-- EXCERPTED PASSAGE --

In [1]:
import gc

# os.environ['CUDA_LAUNCH_BLOCKING'] = "1"
gc.collect()

0

In [2]:
import numpy as np
from pathlib import Path
import pandas as pd

import torch
from torch import nn

from data_prep import clean_data, dataset
from data_prep.utils import shuffle_by_timestep, shuffle_non_padded, masked_mae, compute_iou
from models import transformer
from train_test import train_test

In [3]:
# Get cpu, gpu or mps device for training.
device = (
    "cuda"
    if torch.cuda.is_available()
    else "mps"
    if torch.backends.mps.is_available()
    else "cpu"
)
print(f"Using {device} device")

Using cuda device


# Data loading

In [4]:
df = clean_data.load_data()
df = clean_data.clean_data(df)

A value is trying to be set on a copy of a slice from a DataFrame.

-- TASK SET --
a – Please return the part of the notebook that begins with "import torch" and ends with "device for training.", copied without any changes.
b – In the notebook, which functions are imported from data_prep.utils?
c – Turn the block of the notebook that starts with "# Get cpu, gpu or mps device for training." into a short list of steps.

-- EXTRACTED RECORDS --

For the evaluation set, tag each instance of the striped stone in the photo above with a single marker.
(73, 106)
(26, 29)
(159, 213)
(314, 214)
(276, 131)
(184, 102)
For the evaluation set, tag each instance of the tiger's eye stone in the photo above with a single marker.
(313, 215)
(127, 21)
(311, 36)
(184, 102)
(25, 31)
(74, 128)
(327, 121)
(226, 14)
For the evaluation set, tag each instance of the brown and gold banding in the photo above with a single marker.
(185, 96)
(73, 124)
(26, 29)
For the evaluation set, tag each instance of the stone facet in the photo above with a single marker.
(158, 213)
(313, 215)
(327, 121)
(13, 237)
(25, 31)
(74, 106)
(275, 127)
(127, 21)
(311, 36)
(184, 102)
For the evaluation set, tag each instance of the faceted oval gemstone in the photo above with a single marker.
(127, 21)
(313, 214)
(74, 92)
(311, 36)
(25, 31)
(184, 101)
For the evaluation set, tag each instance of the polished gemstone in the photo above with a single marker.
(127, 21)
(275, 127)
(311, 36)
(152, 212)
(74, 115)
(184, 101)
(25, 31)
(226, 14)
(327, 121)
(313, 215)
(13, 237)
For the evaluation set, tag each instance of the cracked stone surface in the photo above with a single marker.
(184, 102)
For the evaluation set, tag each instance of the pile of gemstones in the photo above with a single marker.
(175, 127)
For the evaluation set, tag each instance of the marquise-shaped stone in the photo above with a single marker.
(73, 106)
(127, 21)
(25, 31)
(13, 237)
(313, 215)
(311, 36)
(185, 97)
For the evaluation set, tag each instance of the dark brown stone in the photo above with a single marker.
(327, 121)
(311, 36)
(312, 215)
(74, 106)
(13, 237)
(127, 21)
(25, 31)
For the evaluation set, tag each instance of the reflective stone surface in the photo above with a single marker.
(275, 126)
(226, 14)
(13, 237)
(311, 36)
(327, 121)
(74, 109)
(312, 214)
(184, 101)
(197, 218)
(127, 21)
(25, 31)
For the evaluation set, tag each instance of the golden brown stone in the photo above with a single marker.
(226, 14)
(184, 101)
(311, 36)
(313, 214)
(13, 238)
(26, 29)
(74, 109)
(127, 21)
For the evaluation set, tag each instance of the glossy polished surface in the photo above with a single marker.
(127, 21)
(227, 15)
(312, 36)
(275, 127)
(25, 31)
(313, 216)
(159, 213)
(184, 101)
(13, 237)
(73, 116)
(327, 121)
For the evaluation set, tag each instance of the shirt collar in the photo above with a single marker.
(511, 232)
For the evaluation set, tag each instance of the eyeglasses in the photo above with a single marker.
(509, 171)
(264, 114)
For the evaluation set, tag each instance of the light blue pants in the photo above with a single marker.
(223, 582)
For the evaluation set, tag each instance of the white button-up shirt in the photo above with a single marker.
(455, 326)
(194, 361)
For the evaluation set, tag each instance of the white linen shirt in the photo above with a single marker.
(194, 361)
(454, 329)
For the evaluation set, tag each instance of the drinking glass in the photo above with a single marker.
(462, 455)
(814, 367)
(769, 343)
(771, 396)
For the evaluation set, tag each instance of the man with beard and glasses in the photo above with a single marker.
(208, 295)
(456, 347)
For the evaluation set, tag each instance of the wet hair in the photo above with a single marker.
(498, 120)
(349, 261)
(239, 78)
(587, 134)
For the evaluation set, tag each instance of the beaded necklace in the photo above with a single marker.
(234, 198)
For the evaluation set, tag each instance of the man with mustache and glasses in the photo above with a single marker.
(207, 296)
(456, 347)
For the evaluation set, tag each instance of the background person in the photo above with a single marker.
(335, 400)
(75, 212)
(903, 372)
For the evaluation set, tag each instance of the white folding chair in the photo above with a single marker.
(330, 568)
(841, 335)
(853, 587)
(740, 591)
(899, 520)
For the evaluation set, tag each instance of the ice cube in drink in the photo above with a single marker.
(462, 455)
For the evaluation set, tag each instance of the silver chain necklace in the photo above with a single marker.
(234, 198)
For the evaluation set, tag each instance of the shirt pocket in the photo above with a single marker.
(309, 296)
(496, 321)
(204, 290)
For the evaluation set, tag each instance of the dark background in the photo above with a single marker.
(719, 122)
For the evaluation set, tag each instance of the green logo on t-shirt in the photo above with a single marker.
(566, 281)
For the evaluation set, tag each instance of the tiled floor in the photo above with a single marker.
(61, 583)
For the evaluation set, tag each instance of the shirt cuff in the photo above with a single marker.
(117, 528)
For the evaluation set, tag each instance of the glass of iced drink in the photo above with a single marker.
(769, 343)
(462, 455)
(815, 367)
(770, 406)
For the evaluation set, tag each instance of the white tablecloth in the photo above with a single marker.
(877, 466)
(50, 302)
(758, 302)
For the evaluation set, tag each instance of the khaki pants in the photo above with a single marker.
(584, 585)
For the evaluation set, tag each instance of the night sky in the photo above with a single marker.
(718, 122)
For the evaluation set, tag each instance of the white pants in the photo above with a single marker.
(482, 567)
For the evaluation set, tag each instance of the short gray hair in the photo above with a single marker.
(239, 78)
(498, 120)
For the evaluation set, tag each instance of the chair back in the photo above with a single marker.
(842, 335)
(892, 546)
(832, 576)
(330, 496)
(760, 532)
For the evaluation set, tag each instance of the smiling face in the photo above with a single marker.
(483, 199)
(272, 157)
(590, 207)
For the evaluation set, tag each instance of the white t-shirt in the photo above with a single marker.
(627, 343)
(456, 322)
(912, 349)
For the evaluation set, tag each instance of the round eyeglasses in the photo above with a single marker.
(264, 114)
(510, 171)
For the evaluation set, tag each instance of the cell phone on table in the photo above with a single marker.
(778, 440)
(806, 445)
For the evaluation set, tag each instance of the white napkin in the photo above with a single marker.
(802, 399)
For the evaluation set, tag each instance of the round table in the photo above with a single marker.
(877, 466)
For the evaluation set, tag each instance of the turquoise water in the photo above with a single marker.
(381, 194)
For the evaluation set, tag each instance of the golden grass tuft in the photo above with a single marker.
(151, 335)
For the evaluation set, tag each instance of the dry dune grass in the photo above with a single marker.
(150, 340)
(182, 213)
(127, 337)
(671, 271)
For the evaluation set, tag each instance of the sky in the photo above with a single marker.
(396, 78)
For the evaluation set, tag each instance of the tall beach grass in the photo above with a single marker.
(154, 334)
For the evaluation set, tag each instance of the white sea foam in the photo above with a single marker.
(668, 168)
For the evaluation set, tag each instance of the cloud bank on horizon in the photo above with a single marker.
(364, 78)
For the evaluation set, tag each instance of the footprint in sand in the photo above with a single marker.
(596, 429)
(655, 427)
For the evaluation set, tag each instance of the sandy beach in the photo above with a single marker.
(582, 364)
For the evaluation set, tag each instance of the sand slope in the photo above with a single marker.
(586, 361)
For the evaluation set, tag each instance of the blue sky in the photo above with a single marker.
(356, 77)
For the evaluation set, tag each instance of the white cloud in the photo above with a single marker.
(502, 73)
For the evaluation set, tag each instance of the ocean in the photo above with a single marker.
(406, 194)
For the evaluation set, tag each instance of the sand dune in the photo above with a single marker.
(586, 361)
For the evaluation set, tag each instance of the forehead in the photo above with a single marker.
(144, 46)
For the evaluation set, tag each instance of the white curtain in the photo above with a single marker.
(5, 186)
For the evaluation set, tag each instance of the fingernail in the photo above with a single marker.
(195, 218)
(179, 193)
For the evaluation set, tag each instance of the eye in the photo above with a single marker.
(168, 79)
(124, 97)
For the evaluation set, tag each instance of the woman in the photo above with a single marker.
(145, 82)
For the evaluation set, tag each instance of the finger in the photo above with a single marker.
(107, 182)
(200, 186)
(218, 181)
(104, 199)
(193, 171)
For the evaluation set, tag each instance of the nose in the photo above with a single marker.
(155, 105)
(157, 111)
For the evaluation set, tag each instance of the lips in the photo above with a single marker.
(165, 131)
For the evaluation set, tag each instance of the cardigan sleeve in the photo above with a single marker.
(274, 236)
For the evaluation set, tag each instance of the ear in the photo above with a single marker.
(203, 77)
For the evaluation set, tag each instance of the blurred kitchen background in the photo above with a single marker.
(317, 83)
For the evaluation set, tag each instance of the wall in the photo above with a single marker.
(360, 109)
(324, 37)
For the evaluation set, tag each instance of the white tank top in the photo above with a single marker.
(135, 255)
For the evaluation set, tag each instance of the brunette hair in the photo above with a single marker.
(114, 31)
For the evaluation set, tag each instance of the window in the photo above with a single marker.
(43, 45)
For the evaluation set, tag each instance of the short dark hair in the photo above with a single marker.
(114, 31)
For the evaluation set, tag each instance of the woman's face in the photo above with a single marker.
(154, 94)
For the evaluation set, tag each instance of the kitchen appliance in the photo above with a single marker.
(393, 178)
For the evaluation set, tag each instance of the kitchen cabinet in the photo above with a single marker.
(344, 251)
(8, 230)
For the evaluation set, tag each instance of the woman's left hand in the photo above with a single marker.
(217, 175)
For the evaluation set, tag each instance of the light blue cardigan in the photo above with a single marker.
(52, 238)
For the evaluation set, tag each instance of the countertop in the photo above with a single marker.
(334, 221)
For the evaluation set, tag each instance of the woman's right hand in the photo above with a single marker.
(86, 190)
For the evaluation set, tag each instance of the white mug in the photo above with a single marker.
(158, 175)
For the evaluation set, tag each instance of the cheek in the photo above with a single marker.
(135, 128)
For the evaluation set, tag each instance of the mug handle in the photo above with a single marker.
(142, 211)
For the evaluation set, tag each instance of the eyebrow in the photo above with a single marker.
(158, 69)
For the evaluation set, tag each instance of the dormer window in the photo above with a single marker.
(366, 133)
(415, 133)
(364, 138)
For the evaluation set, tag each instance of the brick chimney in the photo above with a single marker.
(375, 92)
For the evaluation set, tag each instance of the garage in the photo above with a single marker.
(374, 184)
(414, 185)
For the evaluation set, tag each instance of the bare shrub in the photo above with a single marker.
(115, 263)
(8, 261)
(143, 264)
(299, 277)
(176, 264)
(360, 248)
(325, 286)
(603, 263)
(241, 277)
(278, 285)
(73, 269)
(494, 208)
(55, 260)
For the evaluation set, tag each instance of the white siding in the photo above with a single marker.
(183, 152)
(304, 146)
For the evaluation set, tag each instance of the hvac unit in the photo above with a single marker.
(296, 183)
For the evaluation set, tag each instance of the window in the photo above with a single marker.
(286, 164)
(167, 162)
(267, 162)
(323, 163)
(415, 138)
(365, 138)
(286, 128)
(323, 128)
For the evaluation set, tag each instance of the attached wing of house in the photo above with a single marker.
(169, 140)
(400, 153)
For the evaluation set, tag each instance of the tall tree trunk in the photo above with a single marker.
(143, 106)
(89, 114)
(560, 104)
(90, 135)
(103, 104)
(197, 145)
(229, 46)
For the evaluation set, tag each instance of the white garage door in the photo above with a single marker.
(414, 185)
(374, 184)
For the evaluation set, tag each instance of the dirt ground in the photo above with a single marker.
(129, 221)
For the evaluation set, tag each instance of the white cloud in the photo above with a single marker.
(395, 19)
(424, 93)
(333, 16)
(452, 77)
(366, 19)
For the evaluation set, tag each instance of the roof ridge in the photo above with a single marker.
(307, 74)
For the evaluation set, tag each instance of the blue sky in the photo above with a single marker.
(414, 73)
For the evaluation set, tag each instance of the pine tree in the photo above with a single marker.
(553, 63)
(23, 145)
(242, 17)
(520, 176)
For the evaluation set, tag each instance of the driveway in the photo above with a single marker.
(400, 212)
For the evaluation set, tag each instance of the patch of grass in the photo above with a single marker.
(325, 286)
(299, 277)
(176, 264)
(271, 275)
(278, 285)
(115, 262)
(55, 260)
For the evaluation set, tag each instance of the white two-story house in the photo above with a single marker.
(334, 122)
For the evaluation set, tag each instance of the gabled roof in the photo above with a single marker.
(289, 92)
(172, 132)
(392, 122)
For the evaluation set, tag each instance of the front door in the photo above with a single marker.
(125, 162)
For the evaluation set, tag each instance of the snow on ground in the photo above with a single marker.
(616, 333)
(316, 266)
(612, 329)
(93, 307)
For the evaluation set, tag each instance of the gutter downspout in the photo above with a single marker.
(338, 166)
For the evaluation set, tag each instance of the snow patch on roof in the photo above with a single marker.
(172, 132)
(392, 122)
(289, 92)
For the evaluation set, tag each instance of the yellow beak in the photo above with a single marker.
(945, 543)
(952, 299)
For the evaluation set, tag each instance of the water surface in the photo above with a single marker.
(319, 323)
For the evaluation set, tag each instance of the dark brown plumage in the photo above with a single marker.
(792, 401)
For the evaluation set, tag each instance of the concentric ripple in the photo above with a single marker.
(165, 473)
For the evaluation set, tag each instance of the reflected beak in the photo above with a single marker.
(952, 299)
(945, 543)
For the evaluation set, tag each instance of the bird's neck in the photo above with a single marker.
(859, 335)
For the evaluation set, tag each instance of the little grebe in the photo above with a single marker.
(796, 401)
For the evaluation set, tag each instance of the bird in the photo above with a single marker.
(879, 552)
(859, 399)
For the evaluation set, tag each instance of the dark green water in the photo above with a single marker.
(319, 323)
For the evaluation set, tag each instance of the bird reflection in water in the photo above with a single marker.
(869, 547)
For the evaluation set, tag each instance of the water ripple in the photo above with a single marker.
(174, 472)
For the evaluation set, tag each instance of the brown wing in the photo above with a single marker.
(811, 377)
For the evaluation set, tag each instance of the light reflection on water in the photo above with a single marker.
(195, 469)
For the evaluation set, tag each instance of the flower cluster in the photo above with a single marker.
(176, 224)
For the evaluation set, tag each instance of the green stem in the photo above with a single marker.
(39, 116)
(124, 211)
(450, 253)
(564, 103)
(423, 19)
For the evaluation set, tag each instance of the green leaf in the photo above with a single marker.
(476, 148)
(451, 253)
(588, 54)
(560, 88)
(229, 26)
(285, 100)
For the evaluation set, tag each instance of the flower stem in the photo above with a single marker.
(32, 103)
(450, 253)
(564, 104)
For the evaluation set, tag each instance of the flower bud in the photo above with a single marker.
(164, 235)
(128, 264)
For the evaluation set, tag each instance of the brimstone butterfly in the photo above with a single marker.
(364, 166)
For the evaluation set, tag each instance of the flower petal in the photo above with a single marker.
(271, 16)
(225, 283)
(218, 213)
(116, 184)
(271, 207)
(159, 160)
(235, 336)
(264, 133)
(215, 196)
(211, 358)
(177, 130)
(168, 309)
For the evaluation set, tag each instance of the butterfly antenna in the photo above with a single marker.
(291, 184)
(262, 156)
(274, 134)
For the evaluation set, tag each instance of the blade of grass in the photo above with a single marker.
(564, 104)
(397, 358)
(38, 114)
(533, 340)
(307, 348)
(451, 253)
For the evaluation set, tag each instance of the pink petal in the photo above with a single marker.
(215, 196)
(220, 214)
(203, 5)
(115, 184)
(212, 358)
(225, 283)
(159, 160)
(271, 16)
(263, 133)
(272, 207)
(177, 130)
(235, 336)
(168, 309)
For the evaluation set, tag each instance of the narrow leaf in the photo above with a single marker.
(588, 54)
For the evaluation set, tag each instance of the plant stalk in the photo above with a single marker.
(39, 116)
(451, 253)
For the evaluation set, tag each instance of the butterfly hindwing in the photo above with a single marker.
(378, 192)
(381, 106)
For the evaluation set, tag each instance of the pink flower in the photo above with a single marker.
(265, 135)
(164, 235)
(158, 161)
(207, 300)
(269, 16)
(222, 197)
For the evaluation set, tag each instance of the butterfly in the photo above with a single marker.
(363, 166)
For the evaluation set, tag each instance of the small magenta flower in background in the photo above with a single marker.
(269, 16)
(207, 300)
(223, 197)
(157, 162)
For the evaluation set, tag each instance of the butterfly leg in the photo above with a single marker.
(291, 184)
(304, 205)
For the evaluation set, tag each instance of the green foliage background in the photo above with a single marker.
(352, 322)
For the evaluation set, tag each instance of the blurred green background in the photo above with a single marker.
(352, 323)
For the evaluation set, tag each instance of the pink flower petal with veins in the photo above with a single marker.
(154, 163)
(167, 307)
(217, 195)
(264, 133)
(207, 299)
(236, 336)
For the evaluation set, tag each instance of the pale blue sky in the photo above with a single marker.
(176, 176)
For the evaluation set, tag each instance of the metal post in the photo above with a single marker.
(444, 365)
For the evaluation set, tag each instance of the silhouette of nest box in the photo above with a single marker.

-- THE RESULTS --
a –
import torch
from torch import nn

from data_prep import clean_data, dataset
from data_prep.utils import shuffle_by_timestep, shuffle_non_padded, masked_mae, compute_iou
from models import transformer
from train_test import train_test

In [3]:
# Get cpu, gpu or mps device for training.

b –
shuffle_by_timestep
shuffle_non_padded
masked_mae
compute_iou

c –
- Use "cuda" if torch.cuda.is_available() is true.
- Otherwise, use "mps" if torch.backends.mps.is_available() is true.
- Otherwise, use "cpu".
- Print the chosen device as "Using {device} device".